[Entries drawn from a collection]
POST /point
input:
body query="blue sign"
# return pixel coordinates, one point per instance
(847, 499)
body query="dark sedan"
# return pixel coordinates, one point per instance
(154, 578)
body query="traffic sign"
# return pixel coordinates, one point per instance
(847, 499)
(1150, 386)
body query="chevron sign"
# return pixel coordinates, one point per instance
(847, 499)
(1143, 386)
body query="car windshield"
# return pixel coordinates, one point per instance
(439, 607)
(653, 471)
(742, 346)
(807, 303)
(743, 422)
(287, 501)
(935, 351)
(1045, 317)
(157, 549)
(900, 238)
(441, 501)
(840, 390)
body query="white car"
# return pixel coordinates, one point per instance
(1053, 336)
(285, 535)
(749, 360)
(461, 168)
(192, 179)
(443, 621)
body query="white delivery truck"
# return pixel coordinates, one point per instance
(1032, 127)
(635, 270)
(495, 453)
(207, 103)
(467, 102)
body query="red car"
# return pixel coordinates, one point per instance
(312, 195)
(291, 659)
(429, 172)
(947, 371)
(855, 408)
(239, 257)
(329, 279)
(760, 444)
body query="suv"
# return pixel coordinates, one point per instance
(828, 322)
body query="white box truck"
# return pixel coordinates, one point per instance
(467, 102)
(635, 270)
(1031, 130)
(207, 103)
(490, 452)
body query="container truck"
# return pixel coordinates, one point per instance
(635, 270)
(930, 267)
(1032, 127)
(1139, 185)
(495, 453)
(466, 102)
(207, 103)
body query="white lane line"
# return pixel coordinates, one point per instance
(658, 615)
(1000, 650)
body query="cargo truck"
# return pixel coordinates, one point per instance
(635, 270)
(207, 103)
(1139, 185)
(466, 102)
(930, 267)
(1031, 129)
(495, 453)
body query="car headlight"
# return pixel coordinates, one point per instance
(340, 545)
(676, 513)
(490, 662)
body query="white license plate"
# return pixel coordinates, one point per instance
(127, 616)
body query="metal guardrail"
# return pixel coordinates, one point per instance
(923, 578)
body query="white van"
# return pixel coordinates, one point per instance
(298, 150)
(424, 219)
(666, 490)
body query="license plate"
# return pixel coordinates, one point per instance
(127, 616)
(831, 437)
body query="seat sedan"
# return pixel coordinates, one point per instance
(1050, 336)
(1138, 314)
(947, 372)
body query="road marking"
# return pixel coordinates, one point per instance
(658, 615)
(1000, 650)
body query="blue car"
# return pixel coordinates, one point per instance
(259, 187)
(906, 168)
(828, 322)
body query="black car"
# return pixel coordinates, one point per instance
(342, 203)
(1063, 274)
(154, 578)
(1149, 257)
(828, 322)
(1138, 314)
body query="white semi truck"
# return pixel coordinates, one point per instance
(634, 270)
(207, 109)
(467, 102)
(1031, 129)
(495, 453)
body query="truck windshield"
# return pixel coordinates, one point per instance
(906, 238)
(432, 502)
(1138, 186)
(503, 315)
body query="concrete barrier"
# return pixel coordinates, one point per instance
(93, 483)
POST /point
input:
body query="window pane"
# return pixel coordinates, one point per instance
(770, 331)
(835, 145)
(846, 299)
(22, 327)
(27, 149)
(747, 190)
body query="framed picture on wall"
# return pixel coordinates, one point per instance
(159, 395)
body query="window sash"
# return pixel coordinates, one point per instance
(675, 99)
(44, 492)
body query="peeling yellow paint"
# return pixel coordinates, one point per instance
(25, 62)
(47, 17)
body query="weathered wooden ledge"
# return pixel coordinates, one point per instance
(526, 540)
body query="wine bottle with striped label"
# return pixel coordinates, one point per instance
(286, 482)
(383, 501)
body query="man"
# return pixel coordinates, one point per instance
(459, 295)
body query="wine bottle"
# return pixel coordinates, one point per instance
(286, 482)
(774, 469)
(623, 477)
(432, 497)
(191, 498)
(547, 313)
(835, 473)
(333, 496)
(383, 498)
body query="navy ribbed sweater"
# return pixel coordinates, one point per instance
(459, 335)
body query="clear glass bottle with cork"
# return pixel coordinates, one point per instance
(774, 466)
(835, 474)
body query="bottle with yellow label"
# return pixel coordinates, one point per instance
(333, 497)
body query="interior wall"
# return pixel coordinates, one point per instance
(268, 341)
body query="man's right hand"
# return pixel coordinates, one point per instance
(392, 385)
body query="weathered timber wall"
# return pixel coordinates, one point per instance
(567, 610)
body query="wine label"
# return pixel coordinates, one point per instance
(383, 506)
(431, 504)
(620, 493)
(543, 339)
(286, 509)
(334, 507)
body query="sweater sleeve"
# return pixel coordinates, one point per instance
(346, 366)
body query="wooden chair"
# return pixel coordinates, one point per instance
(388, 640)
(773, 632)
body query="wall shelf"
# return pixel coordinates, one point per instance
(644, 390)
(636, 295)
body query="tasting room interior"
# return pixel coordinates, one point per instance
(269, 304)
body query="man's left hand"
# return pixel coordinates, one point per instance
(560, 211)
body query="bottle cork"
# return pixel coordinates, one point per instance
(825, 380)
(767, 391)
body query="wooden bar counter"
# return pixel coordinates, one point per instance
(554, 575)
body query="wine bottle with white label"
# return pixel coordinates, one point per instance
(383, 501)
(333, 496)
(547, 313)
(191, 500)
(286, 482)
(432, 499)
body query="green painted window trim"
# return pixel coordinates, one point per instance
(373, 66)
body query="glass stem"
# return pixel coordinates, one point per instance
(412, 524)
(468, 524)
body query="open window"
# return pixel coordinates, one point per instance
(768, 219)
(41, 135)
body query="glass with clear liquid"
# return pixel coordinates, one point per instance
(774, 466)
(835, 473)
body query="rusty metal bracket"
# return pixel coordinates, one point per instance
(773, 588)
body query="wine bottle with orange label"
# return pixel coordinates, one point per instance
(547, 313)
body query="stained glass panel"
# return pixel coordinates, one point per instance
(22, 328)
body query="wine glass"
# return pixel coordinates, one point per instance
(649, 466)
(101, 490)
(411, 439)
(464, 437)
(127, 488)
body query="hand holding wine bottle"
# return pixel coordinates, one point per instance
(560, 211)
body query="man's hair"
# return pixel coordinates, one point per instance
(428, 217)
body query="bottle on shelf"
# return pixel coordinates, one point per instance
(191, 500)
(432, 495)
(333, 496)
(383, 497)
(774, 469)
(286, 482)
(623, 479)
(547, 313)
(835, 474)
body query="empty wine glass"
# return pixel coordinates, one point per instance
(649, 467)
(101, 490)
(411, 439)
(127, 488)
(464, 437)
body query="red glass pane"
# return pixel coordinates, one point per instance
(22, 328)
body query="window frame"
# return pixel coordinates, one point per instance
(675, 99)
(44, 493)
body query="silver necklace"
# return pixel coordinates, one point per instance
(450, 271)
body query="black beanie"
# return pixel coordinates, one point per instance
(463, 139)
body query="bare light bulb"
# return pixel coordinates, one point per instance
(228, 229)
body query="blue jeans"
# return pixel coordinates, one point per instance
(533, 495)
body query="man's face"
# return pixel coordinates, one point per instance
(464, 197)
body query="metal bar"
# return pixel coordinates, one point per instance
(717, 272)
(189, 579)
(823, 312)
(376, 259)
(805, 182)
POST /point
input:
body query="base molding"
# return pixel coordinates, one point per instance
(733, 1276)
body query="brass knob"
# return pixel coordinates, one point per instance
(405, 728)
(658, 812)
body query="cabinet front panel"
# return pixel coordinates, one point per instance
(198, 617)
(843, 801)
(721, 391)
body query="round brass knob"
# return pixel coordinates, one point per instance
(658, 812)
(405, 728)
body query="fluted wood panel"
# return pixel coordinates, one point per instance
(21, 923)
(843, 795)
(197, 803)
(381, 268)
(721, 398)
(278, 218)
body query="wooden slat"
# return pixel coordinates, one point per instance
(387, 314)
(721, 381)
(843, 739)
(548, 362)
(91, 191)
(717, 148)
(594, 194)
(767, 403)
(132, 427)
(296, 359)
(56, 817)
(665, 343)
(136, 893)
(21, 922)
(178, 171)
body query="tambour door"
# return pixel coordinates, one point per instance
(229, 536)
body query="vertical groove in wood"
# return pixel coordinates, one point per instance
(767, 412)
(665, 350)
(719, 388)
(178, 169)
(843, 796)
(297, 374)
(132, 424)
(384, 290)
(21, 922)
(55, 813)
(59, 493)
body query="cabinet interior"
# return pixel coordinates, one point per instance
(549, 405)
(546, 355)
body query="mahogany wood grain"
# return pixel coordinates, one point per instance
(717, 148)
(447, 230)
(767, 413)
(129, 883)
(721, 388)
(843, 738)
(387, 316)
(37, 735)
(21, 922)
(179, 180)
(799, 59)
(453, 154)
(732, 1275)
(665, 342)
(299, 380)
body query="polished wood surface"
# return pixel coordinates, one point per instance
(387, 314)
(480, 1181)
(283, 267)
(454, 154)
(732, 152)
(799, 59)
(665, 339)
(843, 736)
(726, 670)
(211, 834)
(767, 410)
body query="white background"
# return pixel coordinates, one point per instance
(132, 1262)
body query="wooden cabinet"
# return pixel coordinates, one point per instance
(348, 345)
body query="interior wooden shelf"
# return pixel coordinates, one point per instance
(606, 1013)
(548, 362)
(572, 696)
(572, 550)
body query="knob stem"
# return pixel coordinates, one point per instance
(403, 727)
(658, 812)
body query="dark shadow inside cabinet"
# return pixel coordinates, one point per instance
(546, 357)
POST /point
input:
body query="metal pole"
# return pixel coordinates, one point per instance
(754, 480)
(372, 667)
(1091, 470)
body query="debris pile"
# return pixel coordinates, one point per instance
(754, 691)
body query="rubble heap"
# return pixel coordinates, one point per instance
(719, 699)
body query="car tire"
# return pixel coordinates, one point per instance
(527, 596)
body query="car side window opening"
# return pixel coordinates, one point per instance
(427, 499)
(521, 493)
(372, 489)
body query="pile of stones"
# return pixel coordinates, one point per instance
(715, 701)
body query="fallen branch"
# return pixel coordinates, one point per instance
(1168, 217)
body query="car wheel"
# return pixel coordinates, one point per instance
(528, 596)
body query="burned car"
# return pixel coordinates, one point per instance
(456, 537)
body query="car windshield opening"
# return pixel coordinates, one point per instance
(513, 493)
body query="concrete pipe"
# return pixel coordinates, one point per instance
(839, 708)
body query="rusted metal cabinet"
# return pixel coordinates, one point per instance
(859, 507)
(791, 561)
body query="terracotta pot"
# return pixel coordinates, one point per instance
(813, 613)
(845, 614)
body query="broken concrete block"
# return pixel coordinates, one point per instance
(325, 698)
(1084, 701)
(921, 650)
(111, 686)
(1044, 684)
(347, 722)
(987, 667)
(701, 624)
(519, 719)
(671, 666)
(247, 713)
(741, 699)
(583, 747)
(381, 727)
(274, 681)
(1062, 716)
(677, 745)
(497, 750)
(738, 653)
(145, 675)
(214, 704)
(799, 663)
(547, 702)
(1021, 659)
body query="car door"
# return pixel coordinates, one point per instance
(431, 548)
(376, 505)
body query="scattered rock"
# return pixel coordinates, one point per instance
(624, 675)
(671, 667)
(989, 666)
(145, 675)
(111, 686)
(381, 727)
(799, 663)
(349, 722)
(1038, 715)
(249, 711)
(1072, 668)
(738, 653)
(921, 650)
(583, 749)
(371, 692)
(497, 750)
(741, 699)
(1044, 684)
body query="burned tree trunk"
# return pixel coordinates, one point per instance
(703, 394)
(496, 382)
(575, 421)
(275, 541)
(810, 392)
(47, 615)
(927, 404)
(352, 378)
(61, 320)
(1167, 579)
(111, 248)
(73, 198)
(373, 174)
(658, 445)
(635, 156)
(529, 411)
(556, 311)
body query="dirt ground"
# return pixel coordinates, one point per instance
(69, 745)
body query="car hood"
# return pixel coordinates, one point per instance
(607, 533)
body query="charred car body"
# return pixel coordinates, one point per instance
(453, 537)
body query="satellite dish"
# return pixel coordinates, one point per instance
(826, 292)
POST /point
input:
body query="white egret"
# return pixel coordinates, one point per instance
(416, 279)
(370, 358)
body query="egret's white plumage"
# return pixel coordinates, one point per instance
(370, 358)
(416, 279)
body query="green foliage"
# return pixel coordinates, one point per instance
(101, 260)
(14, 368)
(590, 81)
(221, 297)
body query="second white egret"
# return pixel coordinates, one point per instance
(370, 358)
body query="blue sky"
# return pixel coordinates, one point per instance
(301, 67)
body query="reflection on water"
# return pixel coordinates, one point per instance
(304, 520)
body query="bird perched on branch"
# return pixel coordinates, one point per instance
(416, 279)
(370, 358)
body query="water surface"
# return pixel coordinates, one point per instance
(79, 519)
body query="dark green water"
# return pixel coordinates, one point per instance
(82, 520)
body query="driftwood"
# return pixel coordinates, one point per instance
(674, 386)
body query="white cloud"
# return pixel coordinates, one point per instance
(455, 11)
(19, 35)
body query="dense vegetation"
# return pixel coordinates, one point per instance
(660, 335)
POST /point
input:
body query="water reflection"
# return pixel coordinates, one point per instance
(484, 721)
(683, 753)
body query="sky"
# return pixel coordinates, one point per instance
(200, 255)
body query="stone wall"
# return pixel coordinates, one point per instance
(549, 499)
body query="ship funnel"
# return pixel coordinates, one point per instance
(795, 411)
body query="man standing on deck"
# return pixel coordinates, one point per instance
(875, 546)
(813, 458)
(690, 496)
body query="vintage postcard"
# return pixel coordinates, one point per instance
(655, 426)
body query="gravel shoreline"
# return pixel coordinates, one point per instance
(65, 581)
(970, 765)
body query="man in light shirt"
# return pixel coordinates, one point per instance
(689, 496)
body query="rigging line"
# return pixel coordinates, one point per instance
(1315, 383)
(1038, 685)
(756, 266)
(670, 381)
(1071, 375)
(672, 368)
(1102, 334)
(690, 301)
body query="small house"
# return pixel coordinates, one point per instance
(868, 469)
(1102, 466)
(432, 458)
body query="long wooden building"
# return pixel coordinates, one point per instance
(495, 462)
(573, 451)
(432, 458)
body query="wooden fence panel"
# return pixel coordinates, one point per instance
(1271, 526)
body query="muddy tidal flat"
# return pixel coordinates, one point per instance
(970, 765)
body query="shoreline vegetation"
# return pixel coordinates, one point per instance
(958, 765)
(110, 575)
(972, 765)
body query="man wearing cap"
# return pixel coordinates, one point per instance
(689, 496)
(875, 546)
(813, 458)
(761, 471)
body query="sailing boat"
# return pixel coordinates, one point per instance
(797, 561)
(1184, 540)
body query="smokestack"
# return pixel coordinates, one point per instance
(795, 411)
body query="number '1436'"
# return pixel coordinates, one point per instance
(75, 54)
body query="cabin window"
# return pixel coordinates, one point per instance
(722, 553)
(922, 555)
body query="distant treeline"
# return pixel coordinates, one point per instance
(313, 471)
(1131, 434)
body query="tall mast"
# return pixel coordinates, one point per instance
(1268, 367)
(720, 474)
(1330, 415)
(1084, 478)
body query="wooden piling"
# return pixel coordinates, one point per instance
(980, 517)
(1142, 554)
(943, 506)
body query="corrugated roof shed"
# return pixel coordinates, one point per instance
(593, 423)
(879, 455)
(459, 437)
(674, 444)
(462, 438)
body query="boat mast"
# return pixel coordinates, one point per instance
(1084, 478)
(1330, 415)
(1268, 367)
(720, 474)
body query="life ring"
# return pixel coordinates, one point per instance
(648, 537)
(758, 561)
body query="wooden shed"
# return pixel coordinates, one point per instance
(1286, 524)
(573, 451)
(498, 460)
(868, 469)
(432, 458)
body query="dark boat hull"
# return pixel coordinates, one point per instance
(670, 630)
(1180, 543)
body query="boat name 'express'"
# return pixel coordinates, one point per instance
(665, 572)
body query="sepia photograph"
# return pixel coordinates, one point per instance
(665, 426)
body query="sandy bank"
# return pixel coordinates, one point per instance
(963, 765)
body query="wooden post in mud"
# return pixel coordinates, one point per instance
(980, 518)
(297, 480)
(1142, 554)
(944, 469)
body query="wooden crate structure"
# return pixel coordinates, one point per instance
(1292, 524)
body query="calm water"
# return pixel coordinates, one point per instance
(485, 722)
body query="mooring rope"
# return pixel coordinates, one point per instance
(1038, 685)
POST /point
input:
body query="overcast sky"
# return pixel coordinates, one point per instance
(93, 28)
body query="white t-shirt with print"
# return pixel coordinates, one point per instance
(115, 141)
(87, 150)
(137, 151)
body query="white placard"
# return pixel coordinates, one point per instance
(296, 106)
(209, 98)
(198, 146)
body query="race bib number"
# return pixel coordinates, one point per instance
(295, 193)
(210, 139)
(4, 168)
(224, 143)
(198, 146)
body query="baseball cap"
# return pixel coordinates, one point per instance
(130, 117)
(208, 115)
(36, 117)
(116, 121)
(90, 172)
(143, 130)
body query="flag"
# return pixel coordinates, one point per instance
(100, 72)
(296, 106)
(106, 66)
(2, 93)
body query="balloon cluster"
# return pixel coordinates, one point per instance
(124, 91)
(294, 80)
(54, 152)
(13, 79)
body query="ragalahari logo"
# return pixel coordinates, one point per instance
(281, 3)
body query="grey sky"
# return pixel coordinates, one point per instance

_WORK REQUIRED_:
Pull out each line of the material that contains the string "label".

_OUTPUT BELOW_:
body query="wine bottle with striped label"
body query="bottle with yellow label"
body query="wine label"
body query="wine bottle with white label"
body query="wine bottle with orange label"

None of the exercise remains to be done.